Given exercise: Reproduce every line of the material below without any alteration, omitting the pictures from your output.

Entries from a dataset
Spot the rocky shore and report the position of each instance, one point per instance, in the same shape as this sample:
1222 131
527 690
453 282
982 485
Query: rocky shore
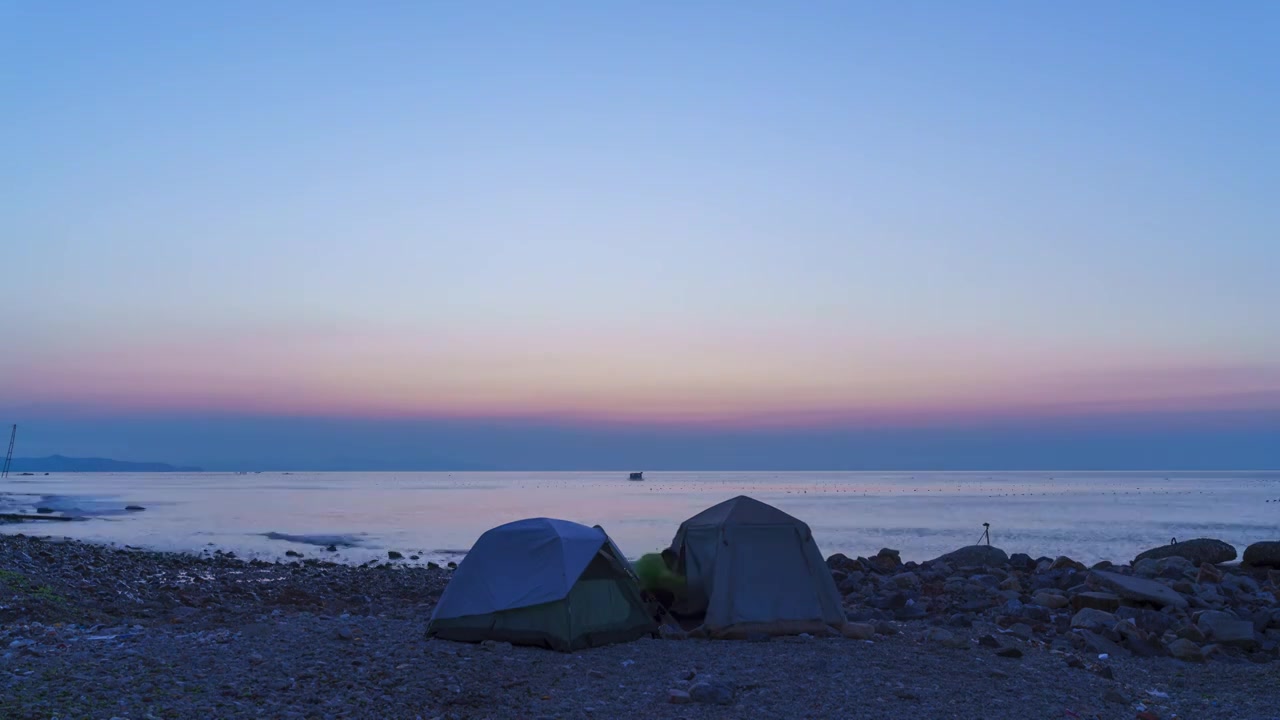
101 632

Completed task:
Spot the rocky shore and report the position of each instance, one point per instance, in the same shape as this sample:
1222 131
527 690
453 282
982 485
Query: rocky shore
101 632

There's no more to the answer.